* _What the task requires_
Reproduce the data from the line containing "Pin every instance of the stadium" through the end, changing "metal lattice tower" to "steel lattice tower" and leaving everything else as it stands.

* _Data excerpts_
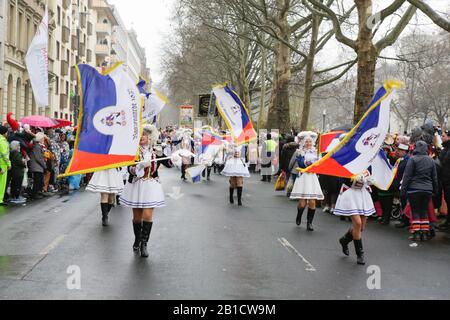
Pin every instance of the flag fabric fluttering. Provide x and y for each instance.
(110, 127)
(383, 172)
(153, 105)
(235, 115)
(357, 151)
(328, 141)
(194, 174)
(37, 63)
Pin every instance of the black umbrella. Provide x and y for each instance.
(345, 127)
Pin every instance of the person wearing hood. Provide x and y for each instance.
(5, 163)
(37, 166)
(444, 160)
(420, 182)
(287, 152)
(18, 165)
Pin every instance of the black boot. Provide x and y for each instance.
(240, 196)
(137, 228)
(145, 235)
(105, 211)
(299, 216)
(311, 213)
(359, 252)
(344, 241)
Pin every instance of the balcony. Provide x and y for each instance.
(103, 28)
(74, 43)
(63, 101)
(65, 34)
(82, 52)
(73, 74)
(102, 50)
(64, 68)
(66, 4)
(90, 29)
(89, 56)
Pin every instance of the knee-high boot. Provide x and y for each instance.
(359, 252)
(344, 241)
(240, 196)
(311, 213)
(145, 235)
(299, 215)
(137, 228)
(231, 195)
(105, 211)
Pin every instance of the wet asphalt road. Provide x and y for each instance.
(201, 247)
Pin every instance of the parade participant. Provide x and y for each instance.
(143, 192)
(5, 163)
(355, 202)
(307, 187)
(403, 155)
(108, 183)
(18, 165)
(444, 161)
(420, 182)
(268, 155)
(237, 170)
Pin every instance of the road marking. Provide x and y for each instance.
(53, 245)
(290, 247)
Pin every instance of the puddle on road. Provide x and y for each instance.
(16, 267)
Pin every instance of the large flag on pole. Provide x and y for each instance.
(153, 105)
(235, 115)
(37, 63)
(110, 121)
(357, 151)
(383, 172)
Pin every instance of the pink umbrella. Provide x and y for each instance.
(39, 121)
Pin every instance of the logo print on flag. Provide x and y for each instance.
(110, 121)
(235, 115)
(357, 151)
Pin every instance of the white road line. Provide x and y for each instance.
(290, 247)
(53, 245)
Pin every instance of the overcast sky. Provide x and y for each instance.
(151, 20)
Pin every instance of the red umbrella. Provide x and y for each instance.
(39, 121)
(62, 123)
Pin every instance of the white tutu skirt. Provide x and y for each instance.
(307, 187)
(354, 202)
(108, 181)
(235, 168)
(143, 194)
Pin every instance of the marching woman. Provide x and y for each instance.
(143, 192)
(307, 187)
(237, 170)
(108, 183)
(355, 202)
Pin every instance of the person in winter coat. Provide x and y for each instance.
(37, 166)
(444, 161)
(288, 150)
(420, 182)
(17, 172)
(5, 163)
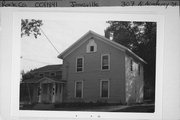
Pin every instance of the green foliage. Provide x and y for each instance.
(140, 37)
(30, 26)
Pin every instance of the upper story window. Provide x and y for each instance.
(131, 65)
(41, 75)
(79, 89)
(104, 88)
(91, 46)
(79, 64)
(139, 69)
(53, 74)
(105, 62)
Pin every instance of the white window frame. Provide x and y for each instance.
(131, 65)
(108, 61)
(52, 73)
(81, 89)
(91, 43)
(139, 69)
(101, 88)
(82, 64)
(41, 74)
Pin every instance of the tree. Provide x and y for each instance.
(30, 26)
(140, 37)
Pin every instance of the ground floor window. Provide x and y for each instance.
(79, 89)
(104, 89)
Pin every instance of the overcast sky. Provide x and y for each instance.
(38, 52)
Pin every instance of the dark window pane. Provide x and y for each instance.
(131, 66)
(79, 89)
(91, 48)
(105, 61)
(79, 64)
(104, 89)
(79, 69)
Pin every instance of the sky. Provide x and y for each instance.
(39, 52)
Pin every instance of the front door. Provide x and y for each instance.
(47, 95)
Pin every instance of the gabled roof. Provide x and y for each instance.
(91, 34)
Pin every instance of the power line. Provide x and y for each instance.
(50, 41)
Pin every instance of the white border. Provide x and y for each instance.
(101, 88)
(109, 62)
(69, 13)
(81, 89)
(82, 64)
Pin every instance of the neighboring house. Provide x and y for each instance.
(43, 85)
(97, 69)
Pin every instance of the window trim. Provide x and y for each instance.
(82, 64)
(101, 88)
(131, 65)
(108, 61)
(91, 43)
(81, 89)
(139, 69)
(41, 74)
(52, 73)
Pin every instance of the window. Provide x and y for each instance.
(79, 89)
(105, 60)
(91, 46)
(41, 75)
(139, 69)
(131, 65)
(79, 64)
(53, 74)
(104, 89)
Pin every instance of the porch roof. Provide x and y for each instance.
(41, 80)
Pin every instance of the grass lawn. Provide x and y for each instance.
(146, 109)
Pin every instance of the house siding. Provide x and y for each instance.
(134, 81)
(92, 74)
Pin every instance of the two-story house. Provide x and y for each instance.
(43, 85)
(97, 69)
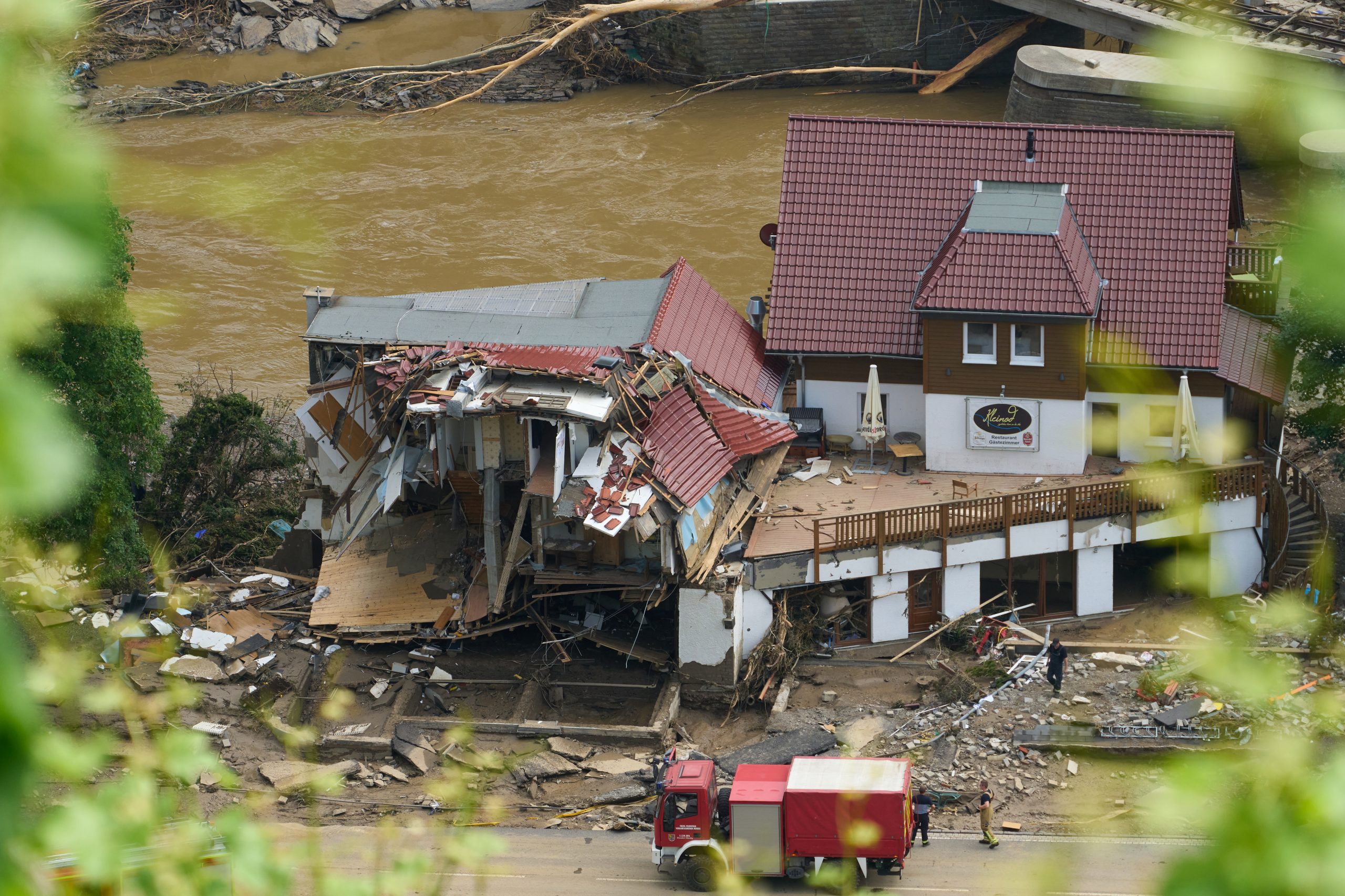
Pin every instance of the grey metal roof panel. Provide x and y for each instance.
(608, 312)
(1007, 210)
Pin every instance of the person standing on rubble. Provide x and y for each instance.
(1056, 664)
(988, 815)
(922, 805)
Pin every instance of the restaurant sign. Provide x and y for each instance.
(1007, 424)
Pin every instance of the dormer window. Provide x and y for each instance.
(978, 343)
(1028, 341)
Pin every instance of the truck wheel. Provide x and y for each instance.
(701, 872)
(839, 876)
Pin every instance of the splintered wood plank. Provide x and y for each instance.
(368, 591)
(467, 486)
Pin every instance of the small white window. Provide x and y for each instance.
(1028, 345)
(883, 400)
(978, 343)
(1163, 420)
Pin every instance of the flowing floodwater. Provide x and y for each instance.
(236, 214)
(397, 38)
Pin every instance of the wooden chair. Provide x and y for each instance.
(965, 490)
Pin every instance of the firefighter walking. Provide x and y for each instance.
(988, 815)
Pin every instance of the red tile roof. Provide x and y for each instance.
(1013, 272)
(696, 320)
(560, 360)
(689, 458)
(866, 204)
(1247, 356)
(744, 434)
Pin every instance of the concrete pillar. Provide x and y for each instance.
(755, 611)
(1235, 561)
(961, 590)
(708, 635)
(888, 611)
(1094, 580)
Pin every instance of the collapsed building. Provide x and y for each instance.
(560, 455)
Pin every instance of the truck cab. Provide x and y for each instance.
(832, 820)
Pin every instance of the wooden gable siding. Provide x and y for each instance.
(945, 373)
(892, 372)
(1153, 381)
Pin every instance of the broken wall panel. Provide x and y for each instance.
(396, 575)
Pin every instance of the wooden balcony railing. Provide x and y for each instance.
(1258, 296)
(1001, 513)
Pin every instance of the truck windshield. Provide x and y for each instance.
(680, 806)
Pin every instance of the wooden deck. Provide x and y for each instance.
(877, 510)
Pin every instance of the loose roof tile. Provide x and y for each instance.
(689, 458)
(865, 205)
(743, 432)
(696, 320)
(1247, 354)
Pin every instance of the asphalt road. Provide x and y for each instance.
(570, 863)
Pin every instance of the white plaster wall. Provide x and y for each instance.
(1134, 442)
(702, 638)
(1062, 430)
(840, 405)
(888, 619)
(1235, 561)
(961, 590)
(1094, 580)
(755, 611)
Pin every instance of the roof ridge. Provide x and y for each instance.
(1009, 126)
(676, 271)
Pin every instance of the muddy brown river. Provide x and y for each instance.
(236, 214)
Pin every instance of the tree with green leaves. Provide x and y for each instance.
(92, 358)
(229, 471)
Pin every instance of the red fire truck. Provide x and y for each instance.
(852, 816)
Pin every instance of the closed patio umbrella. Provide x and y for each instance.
(873, 428)
(1185, 439)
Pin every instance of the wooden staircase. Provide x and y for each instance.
(1297, 550)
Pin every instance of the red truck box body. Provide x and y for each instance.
(842, 806)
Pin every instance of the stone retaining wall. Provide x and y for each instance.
(805, 34)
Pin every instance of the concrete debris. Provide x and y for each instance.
(146, 677)
(1121, 660)
(415, 747)
(861, 732)
(779, 750)
(613, 765)
(544, 766)
(193, 669)
(361, 8)
(289, 777)
(625, 794)
(572, 750)
(301, 35)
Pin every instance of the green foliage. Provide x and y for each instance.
(93, 361)
(231, 468)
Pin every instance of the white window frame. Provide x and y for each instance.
(1027, 361)
(1158, 442)
(995, 345)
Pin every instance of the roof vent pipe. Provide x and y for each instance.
(757, 312)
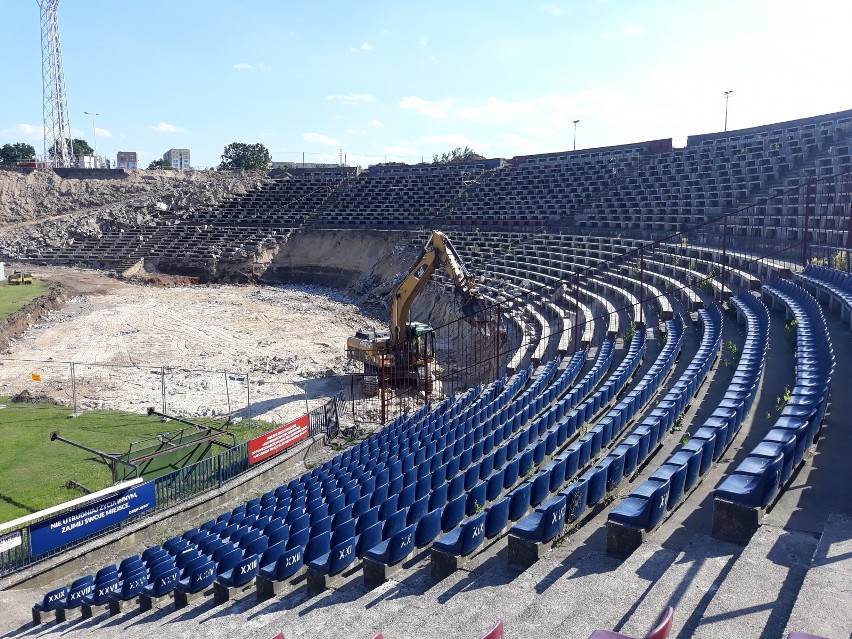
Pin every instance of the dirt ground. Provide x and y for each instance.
(247, 351)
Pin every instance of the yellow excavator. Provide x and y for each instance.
(20, 277)
(406, 351)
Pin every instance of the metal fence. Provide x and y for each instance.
(173, 488)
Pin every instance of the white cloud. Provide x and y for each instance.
(554, 111)
(553, 10)
(165, 127)
(430, 108)
(450, 139)
(319, 138)
(627, 31)
(401, 149)
(31, 132)
(352, 98)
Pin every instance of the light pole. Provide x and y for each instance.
(727, 96)
(94, 135)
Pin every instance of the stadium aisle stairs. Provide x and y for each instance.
(756, 597)
(827, 585)
(688, 585)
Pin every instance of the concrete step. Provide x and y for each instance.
(575, 600)
(824, 604)
(688, 586)
(755, 600)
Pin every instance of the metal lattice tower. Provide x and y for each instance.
(57, 127)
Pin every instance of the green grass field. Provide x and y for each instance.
(34, 470)
(13, 298)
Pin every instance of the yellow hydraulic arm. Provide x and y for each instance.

* _The completed task_
Pin every instance of the stadium aisle stairs. Provide x and y for each instance.
(756, 597)
(827, 585)
(688, 585)
Pin every instance of the concrete step. Provide x and y for each instance.
(575, 600)
(824, 604)
(688, 586)
(755, 600)
Pin every instance of the steel lattice tower. Provide x and y for each instance.
(57, 127)
Pin every instance of the green grass field. Provide x and y for each instance.
(34, 470)
(13, 298)
Pin every instance of the yellow hydraulic arm. Provide x and y for each instance.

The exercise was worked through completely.